(Data items)

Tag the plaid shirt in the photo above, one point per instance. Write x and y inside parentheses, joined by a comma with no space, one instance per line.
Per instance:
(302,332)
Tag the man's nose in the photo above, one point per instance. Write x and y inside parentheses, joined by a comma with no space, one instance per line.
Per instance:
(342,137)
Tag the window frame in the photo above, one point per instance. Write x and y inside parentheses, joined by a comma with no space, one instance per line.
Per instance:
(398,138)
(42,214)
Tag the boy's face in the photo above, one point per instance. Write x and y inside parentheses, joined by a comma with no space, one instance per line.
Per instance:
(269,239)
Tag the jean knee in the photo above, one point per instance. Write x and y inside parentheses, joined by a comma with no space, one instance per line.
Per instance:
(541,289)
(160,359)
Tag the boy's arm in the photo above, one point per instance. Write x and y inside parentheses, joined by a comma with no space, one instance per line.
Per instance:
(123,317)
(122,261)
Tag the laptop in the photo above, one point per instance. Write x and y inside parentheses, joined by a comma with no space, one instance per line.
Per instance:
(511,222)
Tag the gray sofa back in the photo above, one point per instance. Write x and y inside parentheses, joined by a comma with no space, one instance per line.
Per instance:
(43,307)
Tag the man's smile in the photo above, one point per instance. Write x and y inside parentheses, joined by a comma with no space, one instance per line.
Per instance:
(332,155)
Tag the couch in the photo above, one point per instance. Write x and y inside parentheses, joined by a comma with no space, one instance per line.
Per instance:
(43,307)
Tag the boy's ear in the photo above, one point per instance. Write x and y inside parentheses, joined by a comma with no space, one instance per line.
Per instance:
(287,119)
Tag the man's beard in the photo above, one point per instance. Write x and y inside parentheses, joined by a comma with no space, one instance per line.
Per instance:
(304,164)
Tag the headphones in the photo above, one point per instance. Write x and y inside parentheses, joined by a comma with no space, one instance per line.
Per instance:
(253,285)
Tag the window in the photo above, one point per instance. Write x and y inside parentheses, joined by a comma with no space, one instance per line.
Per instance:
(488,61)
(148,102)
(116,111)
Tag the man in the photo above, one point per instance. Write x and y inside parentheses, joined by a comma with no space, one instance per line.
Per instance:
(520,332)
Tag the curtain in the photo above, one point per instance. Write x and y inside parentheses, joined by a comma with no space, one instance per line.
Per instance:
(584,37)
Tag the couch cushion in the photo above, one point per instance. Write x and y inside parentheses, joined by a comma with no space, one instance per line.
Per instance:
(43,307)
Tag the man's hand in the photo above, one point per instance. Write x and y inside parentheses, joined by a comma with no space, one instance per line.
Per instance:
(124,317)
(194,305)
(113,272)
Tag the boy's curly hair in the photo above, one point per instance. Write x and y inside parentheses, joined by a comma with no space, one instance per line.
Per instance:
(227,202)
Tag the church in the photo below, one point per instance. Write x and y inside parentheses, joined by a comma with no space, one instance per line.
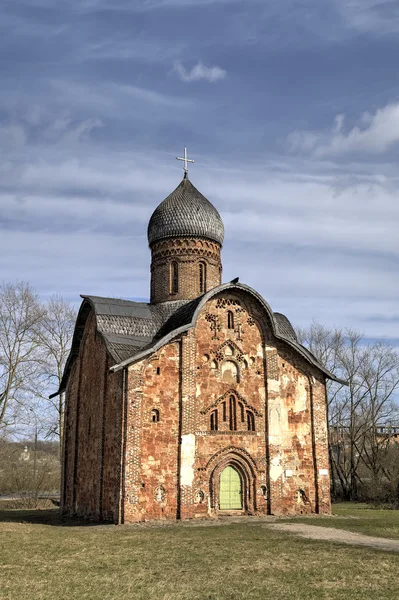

Activity
Return only the number of lines in the records above that include the string "couch".

Response to the task
2